(Written request 1) According to the passage on aggregation-induced emission, who discovered AIE, and in what year?
(Written request 2) Name every chemical structure that the passage on aggregation-induced emission gives as an example of how AIEgens vary.

(Selected text)
....................

Aggregation Induced Emission (AIE) materials have been successfully developed in different research fields since it was discovered by Tang’s group back in 2001 (Luo et al., 2001; Hong et al., 2009; Hong et al., 2011; Mei et al., 2015; Arathi et al., 2016; Mallick et al., 2017; Lou and Yang, 2020). To date, a variety of AIE luminogens (AIEgens) have been reported (Lim et al., 2016; Choi et al., 2020; Li J. et al., 2020) for their inherent characteristics of high brightness in solid states by suppressing extensive π-π stackings in their packing mode (Yuan et al., 2014; Mei et al., 2015), which would otherwise result in aggregation-caused quenching (ACQ) of the fluorophores (Hong et al., 2009; Yuan et al., 2010). These AIEgens varied greatly in terms of their chemical structures, including tetraphenylethylene (TPE) (Feng H. T. et al., 2018; La et al., 2018; Wu et al., 2018), triphenylamine (TPA) (Zhang et al., 2013; Cao et al., 2014; Zhang Y. et al., 2014), cyano-substituted diarylethene (Shen et al., 2013; Zhang X. et al., 2014; Lu et al., 2015), 2,3,4,5-tetraphenylsiloles (Chen et al., 2014), silole (Chang et al., 2015), distyrylanthrancene (Niu et al., 2015; Xiong et al., 2015), and anthracene derivatives (Lu et al., 2010; Zhang et al., 2011; Li A. et al., 2019), conjugated polymers (Ravindran and Somanathan, 2017; Wang et al., 2018), and so on. Modification of the existing AIE scaffolds is the most popular strategy for constructing new AIEgens (Mei et al., 2015). In addition to this strategy, transforming ACQ molecules into AIE-active materials also provides a direct way to design highly bright AIEgens due to the rich source of ACQ (Yuan et al., 2010; Zong et al., 2016; Liu et al., 2017; Lu et al., 2019; Li Y. et al., 2020; Pratihar et al., 2020; Wang et al., 2020; Huang et al., 2021; Long et al., 2021; Zhang et al., 2021).

....................

(Given records)
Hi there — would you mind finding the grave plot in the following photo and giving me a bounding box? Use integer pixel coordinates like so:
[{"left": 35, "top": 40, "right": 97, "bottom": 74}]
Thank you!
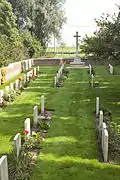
[
  {"left": 31, "top": 69, "right": 120, "bottom": 180},
  {"left": 54, "top": 64, "right": 69, "bottom": 88}
]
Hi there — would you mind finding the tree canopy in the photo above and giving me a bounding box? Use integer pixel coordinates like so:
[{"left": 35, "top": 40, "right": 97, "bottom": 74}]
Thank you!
[{"left": 81, "top": 7, "right": 120, "bottom": 60}]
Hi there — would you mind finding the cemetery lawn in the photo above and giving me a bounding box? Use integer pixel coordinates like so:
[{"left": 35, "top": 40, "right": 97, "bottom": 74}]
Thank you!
[
  {"left": 0, "top": 67, "right": 58, "bottom": 156},
  {"left": 31, "top": 66, "right": 120, "bottom": 180}
]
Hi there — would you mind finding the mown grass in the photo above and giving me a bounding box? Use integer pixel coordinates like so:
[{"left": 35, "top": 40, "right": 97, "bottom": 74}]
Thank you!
[
  {"left": 0, "top": 67, "right": 58, "bottom": 155},
  {"left": 31, "top": 67, "right": 120, "bottom": 180}
]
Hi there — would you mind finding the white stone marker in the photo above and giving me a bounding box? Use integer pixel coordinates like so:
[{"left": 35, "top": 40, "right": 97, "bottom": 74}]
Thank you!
[
  {"left": 0, "top": 156, "right": 8, "bottom": 180},
  {"left": 33, "top": 106, "right": 38, "bottom": 125},
  {"left": 24, "top": 118, "right": 31, "bottom": 140},
  {"left": 41, "top": 95, "right": 45, "bottom": 113},
  {"left": 0, "top": 90, "right": 4, "bottom": 103},
  {"left": 34, "top": 68, "right": 36, "bottom": 76},
  {"left": 101, "top": 122, "right": 106, "bottom": 150},
  {"left": 5, "top": 86, "right": 10, "bottom": 93},
  {"left": 96, "top": 97, "right": 100, "bottom": 115},
  {"left": 103, "top": 129, "right": 108, "bottom": 162},
  {"left": 37, "top": 66, "right": 40, "bottom": 72},
  {"left": 24, "top": 74, "right": 27, "bottom": 84},
  {"left": 14, "top": 133, "right": 21, "bottom": 158},
  {"left": 109, "top": 64, "right": 113, "bottom": 74},
  {"left": 89, "top": 64, "right": 92, "bottom": 75},
  {"left": 10, "top": 83, "right": 14, "bottom": 90},
  {"left": 91, "top": 74, "right": 94, "bottom": 88},
  {"left": 15, "top": 79, "right": 19, "bottom": 90},
  {"left": 99, "top": 111, "right": 103, "bottom": 130},
  {"left": 54, "top": 76, "right": 57, "bottom": 88}
]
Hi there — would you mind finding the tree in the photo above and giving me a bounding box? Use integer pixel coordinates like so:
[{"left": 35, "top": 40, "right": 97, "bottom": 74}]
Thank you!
[
  {"left": 81, "top": 9, "right": 120, "bottom": 60},
  {"left": 0, "top": 0, "right": 16, "bottom": 37},
  {"left": 9, "top": 0, "right": 66, "bottom": 47}
]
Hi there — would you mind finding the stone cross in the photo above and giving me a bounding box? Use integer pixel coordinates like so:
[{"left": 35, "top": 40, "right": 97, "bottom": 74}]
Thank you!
[
  {"left": 74, "top": 32, "right": 80, "bottom": 57},
  {"left": 96, "top": 97, "right": 99, "bottom": 115},
  {"left": 14, "top": 133, "right": 21, "bottom": 158},
  {"left": 41, "top": 95, "right": 45, "bottom": 113},
  {"left": 0, "top": 156, "right": 8, "bottom": 180},
  {"left": 24, "top": 118, "right": 31, "bottom": 140},
  {"left": 33, "top": 106, "right": 38, "bottom": 125}
]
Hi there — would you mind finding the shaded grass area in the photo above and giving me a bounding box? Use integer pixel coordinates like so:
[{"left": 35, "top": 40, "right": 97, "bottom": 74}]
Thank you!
[
  {"left": 92, "top": 66, "right": 120, "bottom": 124},
  {"left": 31, "top": 67, "right": 120, "bottom": 180},
  {"left": 0, "top": 67, "right": 59, "bottom": 155}
]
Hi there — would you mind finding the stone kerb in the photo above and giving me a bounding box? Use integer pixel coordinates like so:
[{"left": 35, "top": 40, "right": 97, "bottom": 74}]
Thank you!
[
  {"left": 0, "top": 156, "right": 9, "bottom": 180},
  {"left": 14, "top": 133, "right": 21, "bottom": 158}
]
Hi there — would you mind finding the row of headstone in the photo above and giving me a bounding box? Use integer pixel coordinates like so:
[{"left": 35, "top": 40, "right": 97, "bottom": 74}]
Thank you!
[
  {"left": 0, "top": 118, "right": 31, "bottom": 180},
  {"left": 96, "top": 97, "right": 108, "bottom": 162},
  {"left": 108, "top": 64, "right": 113, "bottom": 74},
  {"left": 54, "top": 64, "right": 64, "bottom": 88},
  {"left": 33, "top": 95, "right": 45, "bottom": 126}
]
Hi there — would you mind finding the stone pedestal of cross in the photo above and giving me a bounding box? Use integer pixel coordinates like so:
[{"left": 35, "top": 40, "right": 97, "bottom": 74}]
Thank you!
[{"left": 74, "top": 32, "right": 80, "bottom": 57}]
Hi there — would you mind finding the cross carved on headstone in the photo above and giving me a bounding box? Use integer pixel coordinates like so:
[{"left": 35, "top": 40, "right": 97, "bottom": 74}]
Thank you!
[{"left": 74, "top": 32, "right": 80, "bottom": 57}]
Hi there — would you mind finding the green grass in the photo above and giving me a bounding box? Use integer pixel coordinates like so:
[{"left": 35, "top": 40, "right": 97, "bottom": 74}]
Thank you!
[
  {"left": 31, "top": 67, "right": 120, "bottom": 180},
  {"left": 0, "top": 66, "right": 120, "bottom": 180},
  {"left": 0, "top": 67, "right": 58, "bottom": 155}
]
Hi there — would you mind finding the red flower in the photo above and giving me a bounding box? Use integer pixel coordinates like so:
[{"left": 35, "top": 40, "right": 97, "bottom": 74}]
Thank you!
[
  {"left": 23, "top": 130, "right": 29, "bottom": 135},
  {"left": 44, "top": 108, "right": 47, "bottom": 112}
]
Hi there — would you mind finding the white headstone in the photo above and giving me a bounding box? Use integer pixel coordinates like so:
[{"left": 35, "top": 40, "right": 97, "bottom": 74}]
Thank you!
[
  {"left": 41, "top": 95, "right": 45, "bottom": 113},
  {"left": 0, "top": 90, "right": 4, "bottom": 103},
  {"left": 14, "top": 133, "right": 21, "bottom": 158},
  {"left": 15, "top": 79, "right": 19, "bottom": 90},
  {"left": 10, "top": 83, "right": 14, "bottom": 90},
  {"left": 5, "top": 86, "right": 10, "bottom": 93},
  {"left": 24, "top": 118, "right": 31, "bottom": 140},
  {"left": 0, "top": 156, "right": 8, "bottom": 180},
  {"left": 96, "top": 97, "right": 99, "bottom": 115},
  {"left": 34, "top": 68, "right": 36, "bottom": 76},
  {"left": 101, "top": 122, "right": 106, "bottom": 149},
  {"left": 109, "top": 64, "right": 113, "bottom": 74},
  {"left": 99, "top": 111, "right": 103, "bottom": 130},
  {"left": 54, "top": 76, "right": 57, "bottom": 88},
  {"left": 103, "top": 129, "right": 108, "bottom": 162},
  {"left": 33, "top": 106, "right": 38, "bottom": 125},
  {"left": 24, "top": 74, "right": 27, "bottom": 84},
  {"left": 89, "top": 64, "right": 92, "bottom": 75},
  {"left": 37, "top": 66, "right": 40, "bottom": 72},
  {"left": 91, "top": 74, "right": 94, "bottom": 88}
]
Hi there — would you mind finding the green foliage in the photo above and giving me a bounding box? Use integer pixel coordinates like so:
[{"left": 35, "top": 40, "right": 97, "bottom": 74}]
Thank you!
[
  {"left": 81, "top": 13, "right": 120, "bottom": 61},
  {"left": 9, "top": 0, "right": 66, "bottom": 47}
]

....................

(Full response 1) Tang's group discovered it in 2001.

(Full response 2)
- tetraphenylethylene (TPE)
- triphenylamine (TPA)
- cyano-substituted diarylethene
- 2,3,4,5-tetraphenylsiloles
- silole
- distyrylanthrancene
- anthracene derivatives
- conjugated polymers